Copy out the items below, unchanged, from the line containing "Quiz Question: What are the coordinates of the chair" through the line containing "[155, 190, 169, 223]", both included, and nothing else.

• [Input]
========================================

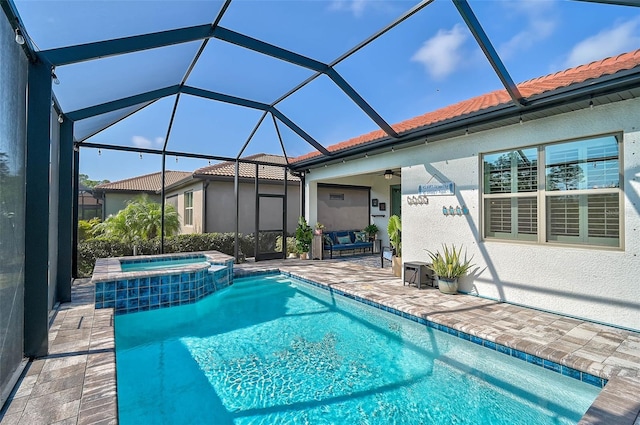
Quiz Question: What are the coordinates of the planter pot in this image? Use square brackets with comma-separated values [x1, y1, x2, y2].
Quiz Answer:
[391, 255, 402, 277]
[437, 277, 458, 294]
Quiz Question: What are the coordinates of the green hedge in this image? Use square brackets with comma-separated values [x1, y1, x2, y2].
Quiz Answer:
[78, 233, 255, 277]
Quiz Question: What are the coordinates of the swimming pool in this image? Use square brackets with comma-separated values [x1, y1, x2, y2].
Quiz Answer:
[115, 275, 599, 424]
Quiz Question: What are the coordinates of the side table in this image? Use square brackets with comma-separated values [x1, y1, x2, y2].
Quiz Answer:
[402, 261, 435, 289]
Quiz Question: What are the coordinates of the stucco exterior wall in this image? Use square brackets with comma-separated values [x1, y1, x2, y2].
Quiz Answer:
[310, 99, 640, 330]
[172, 181, 204, 234]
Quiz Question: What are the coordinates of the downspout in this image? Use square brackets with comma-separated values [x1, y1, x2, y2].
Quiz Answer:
[291, 170, 307, 218]
[202, 180, 209, 233]
[160, 150, 167, 254]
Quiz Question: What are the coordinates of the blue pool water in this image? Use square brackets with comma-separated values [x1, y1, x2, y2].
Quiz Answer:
[120, 256, 207, 272]
[115, 275, 599, 425]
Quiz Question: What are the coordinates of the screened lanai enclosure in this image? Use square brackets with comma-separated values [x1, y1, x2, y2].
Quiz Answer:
[0, 0, 640, 410]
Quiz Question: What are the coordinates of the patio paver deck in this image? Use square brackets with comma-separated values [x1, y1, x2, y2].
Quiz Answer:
[0, 260, 640, 425]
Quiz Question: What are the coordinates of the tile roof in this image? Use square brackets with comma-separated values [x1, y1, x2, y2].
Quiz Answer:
[193, 153, 300, 182]
[94, 171, 191, 192]
[291, 49, 640, 163]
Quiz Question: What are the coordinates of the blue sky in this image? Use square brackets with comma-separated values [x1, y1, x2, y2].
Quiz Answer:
[16, 0, 640, 181]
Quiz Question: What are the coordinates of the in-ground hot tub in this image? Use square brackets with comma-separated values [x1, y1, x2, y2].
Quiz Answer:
[91, 251, 234, 314]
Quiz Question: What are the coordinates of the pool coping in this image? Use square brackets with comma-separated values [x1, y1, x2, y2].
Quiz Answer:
[0, 260, 640, 425]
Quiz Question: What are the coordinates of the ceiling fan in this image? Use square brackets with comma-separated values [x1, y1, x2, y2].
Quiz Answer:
[380, 170, 400, 180]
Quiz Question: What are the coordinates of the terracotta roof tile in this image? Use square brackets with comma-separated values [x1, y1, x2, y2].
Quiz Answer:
[94, 171, 191, 192]
[193, 153, 300, 181]
[291, 49, 640, 163]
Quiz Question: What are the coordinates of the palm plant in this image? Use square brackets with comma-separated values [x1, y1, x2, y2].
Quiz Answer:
[387, 214, 402, 257]
[427, 244, 474, 280]
[93, 196, 180, 243]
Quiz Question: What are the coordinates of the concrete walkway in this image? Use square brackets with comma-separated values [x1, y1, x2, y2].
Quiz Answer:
[0, 257, 640, 425]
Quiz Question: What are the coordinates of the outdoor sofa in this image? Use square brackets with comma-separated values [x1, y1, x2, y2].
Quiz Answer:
[323, 230, 373, 258]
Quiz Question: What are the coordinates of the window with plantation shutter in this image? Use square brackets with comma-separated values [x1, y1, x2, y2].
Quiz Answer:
[184, 192, 193, 226]
[482, 136, 622, 247]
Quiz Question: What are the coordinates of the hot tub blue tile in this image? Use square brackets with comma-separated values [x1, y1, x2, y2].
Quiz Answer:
[496, 344, 511, 356]
[116, 289, 127, 301]
[471, 335, 483, 345]
[511, 349, 527, 362]
[527, 354, 542, 366]
[482, 339, 496, 350]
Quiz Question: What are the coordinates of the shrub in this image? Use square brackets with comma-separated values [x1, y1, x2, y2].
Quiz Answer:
[78, 233, 255, 277]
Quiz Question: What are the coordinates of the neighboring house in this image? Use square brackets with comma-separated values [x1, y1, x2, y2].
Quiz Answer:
[165, 154, 301, 233]
[292, 50, 640, 331]
[78, 184, 102, 220]
[93, 171, 191, 220]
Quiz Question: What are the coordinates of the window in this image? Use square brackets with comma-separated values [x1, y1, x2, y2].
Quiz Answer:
[184, 192, 193, 226]
[482, 136, 622, 247]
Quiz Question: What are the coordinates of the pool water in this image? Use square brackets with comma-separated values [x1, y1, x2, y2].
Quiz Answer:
[120, 257, 207, 272]
[115, 275, 600, 425]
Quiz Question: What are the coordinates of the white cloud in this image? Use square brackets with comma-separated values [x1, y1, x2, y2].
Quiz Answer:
[330, 0, 371, 18]
[565, 18, 640, 68]
[498, 1, 558, 59]
[411, 24, 467, 79]
[131, 136, 164, 148]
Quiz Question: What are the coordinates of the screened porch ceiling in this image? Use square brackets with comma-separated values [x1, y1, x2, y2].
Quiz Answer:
[2, 0, 640, 168]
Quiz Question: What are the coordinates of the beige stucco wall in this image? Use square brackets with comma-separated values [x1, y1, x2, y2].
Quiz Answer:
[316, 186, 369, 230]
[206, 181, 300, 233]
[309, 99, 640, 330]
[103, 192, 160, 218]
[172, 180, 204, 234]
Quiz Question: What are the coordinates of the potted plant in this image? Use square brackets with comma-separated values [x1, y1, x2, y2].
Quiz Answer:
[362, 223, 379, 242]
[427, 244, 474, 294]
[387, 214, 402, 277]
[296, 216, 313, 260]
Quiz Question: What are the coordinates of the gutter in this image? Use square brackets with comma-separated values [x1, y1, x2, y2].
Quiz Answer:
[291, 66, 640, 170]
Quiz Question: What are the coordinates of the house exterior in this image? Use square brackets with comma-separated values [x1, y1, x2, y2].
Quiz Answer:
[165, 154, 301, 233]
[78, 184, 102, 220]
[93, 171, 191, 220]
[294, 50, 640, 331]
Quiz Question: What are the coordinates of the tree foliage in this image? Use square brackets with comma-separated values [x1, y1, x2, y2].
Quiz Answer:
[93, 196, 180, 243]
[78, 173, 111, 189]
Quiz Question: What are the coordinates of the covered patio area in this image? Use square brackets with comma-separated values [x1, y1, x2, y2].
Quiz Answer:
[0, 260, 640, 425]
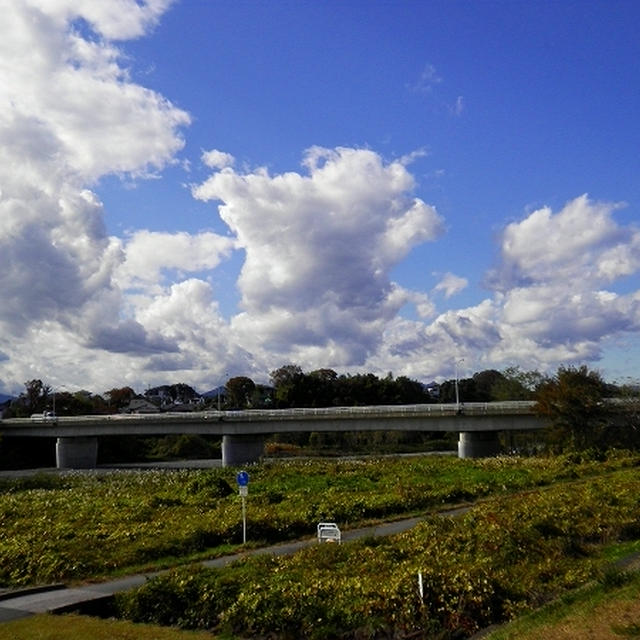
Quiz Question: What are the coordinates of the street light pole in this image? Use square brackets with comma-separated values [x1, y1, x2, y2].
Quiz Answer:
[455, 358, 464, 411]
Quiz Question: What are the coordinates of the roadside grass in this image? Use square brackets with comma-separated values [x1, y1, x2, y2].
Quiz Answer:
[0, 452, 640, 587]
[0, 614, 214, 640]
[483, 572, 640, 640]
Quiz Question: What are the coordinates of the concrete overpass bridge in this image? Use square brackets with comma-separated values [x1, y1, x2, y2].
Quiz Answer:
[0, 401, 544, 469]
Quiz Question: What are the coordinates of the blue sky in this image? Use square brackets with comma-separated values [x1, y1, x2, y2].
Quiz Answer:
[0, 0, 640, 392]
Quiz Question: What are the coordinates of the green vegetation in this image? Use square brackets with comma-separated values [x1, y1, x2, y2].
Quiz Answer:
[485, 572, 640, 640]
[1, 615, 218, 640]
[118, 469, 640, 639]
[0, 454, 636, 586]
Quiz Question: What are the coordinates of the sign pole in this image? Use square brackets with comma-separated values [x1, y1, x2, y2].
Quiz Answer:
[236, 471, 249, 544]
[242, 496, 247, 544]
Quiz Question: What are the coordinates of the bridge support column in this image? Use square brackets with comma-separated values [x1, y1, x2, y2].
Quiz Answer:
[458, 431, 500, 458]
[222, 434, 264, 467]
[56, 437, 98, 469]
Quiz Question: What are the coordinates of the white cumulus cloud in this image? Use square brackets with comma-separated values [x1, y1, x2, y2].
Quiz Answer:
[194, 147, 443, 364]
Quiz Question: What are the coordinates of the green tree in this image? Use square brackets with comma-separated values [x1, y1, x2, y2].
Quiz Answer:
[536, 365, 606, 451]
[491, 367, 547, 401]
[225, 376, 256, 409]
[104, 387, 136, 411]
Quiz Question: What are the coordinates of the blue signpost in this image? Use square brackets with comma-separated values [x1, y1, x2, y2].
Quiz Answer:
[236, 471, 249, 544]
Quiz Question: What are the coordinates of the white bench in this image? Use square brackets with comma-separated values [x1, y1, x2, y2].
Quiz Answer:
[318, 522, 342, 544]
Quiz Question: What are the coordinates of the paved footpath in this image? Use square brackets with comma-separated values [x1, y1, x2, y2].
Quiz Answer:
[0, 510, 436, 623]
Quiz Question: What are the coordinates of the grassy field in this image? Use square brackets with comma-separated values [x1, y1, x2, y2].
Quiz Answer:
[485, 571, 640, 640]
[0, 455, 635, 588]
[0, 615, 212, 640]
[0, 453, 640, 640]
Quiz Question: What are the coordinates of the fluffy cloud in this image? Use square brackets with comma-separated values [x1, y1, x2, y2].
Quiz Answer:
[0, 0, 189, 390]
[194, 147, 442, 364]
[116, 230, 235, 290]
[378, 196, 640, 371]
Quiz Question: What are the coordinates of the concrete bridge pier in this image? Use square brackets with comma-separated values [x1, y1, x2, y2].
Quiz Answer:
[56, 436, 98, 469]
[222, 434, 265, 467]
[458, 431, 500, 458]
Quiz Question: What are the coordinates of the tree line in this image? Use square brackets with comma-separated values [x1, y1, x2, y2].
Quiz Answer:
[4, 364, 640, 462]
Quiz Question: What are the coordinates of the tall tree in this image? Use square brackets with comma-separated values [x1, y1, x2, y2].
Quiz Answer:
[225, 376, 256, 409]
[536, 365, 606, 450]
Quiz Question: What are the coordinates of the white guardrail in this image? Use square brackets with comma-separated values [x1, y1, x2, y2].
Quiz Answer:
[0, 400, 535, 426]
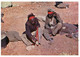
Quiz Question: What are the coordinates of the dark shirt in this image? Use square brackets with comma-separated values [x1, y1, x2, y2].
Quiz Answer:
[25, 19, 40, 41]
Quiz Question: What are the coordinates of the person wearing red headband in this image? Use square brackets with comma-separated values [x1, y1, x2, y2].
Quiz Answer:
[43, 9, 63, 44]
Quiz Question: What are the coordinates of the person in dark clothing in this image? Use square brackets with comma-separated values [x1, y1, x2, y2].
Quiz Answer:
[23, 13, 40, 45]
[43, 9, 63, 41]
[55, 2, 69, 8]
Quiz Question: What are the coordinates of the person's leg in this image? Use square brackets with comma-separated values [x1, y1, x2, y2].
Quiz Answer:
[43, 29, 52, 41]
[6, 31, 21, 42]
[52, 23, 62, 35]
[21, 34, 32, 46]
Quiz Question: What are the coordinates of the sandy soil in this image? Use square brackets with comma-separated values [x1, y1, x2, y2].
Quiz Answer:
[1, 2, 78, 55]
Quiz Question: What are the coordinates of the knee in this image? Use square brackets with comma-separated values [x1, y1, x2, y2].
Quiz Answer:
[43, 29, 48, 33]
[58, 23, 62, 27]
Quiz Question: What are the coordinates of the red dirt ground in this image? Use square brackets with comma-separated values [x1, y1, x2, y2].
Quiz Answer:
[1, 2, 78, 55]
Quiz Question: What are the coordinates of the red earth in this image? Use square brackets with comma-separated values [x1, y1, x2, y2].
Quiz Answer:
[1, 2, 78, 55]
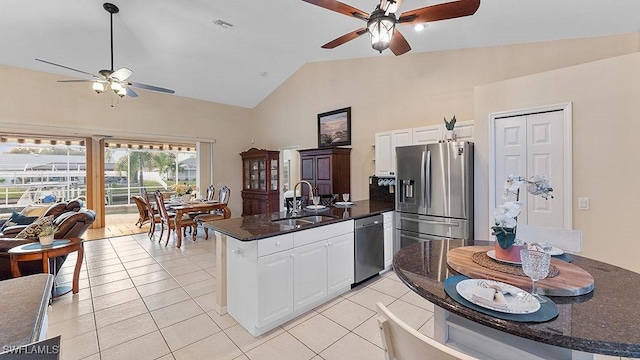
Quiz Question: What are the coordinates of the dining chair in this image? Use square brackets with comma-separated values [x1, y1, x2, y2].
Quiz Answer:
[155, 190, 198, 246]
[194, 185, 231, 240]
[131, 195, 150, 228]
[376, 302, 478, 360]
[142, 188, 165, 237]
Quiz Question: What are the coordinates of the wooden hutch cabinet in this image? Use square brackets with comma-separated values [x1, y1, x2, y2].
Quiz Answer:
[298, 147, 351, 196]
[240, 148, 280, 216]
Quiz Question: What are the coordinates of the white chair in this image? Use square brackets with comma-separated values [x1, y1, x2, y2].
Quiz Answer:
[376, 302, 477, 360]
[517, 224, 582, 254]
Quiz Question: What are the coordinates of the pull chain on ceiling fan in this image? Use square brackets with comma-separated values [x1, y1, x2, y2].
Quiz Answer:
[36, 3, 175, 97]
[302, 0, 480, 56]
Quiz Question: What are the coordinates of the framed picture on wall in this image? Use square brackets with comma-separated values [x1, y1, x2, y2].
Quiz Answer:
[318, 107, 351, 147]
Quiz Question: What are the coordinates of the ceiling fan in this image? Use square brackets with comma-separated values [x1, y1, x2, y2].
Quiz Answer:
[302, 0, 480, 56]
[36, 3, 175, 97]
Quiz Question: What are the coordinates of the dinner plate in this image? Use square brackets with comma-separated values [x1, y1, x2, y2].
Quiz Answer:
[487, 250, 522, 265]
[456, 279, 540, 314]
[307, 205, 326, 210]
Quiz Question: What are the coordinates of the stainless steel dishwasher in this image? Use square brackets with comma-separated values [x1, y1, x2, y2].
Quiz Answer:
[354, 215, 384, 283]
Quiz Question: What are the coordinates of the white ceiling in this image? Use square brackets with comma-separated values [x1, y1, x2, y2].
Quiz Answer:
[0, 0, 640, 108]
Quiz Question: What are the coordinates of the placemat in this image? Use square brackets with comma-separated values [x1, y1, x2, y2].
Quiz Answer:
[471, 251, 560, 278]
[22, 239, 70, 250]
[444, 275, 559, 323]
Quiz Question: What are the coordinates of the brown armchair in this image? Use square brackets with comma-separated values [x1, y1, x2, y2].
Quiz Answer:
[0, 199, 83, 238]
[0, 209, 96, 280]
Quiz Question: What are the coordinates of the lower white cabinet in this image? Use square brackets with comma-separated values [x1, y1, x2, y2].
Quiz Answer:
[293, 241, 327, 310]
[258, 251, 294, 326]
[227, 220, 354, 336]
[382, 211, 393, 270]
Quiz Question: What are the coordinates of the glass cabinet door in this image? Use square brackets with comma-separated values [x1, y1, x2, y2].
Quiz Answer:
[244, 160, 251, 189]
[259, 158, 267, 190]
[269, 159, 278, 190]
[251, 159, 259, 190]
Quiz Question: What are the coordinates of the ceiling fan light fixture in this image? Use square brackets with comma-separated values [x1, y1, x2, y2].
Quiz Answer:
[367, 7, 397, 52]
[92, 82, 104, 94]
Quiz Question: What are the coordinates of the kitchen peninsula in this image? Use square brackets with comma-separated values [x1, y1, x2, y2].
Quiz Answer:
[204, 200, 393, 336]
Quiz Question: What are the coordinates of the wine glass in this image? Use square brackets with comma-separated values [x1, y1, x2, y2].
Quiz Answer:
[520, 249, 551, 303]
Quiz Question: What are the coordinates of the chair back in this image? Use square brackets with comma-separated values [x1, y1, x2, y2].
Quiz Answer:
[376, 302, 477, 360]
[205, 185, 216, 201]
[218, 185, 231, 204]
[155, 190, 169, 223]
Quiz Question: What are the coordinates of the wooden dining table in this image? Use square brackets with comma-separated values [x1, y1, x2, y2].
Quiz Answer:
[167, 201, 231, 247]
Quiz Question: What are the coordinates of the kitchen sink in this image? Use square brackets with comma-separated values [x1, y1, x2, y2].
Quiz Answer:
[271, 215, 336, 227]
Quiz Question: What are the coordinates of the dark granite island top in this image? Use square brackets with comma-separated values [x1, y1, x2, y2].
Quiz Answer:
[204, 200, 394, 241]
[393, 241, 640, 358]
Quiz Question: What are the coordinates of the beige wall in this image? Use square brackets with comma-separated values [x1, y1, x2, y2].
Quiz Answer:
[252, 33, 638, 200]
[0, 65, 251, 216]
[475, 53, 640, 272]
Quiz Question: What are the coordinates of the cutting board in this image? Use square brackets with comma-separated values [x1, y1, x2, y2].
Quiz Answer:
[447, 246, 594, 296]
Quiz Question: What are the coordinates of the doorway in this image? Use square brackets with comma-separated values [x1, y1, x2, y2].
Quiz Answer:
[489, 103, 573, 229]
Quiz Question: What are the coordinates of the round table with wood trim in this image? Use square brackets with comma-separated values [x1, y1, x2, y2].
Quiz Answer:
[9, 238, 84, 298]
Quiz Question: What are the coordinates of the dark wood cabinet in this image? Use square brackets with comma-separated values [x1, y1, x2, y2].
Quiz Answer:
[240, 148, 280, 216]
[298, 147, 351, 196]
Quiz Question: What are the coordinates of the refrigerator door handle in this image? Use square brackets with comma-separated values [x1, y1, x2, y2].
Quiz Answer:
[420, 150, 426, 212]
[425, 151, 431, 207]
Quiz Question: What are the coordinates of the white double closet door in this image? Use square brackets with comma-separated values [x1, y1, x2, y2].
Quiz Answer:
[490, 110, 567, 228]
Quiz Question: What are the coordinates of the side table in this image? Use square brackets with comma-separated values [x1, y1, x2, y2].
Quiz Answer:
[9, 238, 84, 298]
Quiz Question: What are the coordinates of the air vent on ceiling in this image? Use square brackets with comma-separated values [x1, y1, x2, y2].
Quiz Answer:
[213, 19, 233, 29]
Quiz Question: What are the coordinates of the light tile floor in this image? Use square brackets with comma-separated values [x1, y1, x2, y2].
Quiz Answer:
[48, 228, 433, 360]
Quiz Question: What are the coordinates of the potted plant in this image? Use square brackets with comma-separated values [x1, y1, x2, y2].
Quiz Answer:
[444, 115, 456, 141]
[38, 225, 58, 246]
[491, 174, 553, 262]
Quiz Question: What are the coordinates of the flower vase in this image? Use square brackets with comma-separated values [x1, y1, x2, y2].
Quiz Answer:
[493, 233, 527, 263]
[38, 234, 53, 246]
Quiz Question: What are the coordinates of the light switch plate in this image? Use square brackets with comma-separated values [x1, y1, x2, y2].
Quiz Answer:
[578, 197, 589, 210]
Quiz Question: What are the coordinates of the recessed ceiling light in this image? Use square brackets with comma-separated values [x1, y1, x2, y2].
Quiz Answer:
[213, 19, 233, 29]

========================================

• [Output]
Quiz Question: What are the coordinates of the chair back in this image? Use square brackets with comma-separated values [x1, y1, x2, y2].
Quiz Answer:
[376, 302, 477, 360]
[205, 185, 216, 201]
[218, 185, 231, 204]
[155, 190, 169, 223]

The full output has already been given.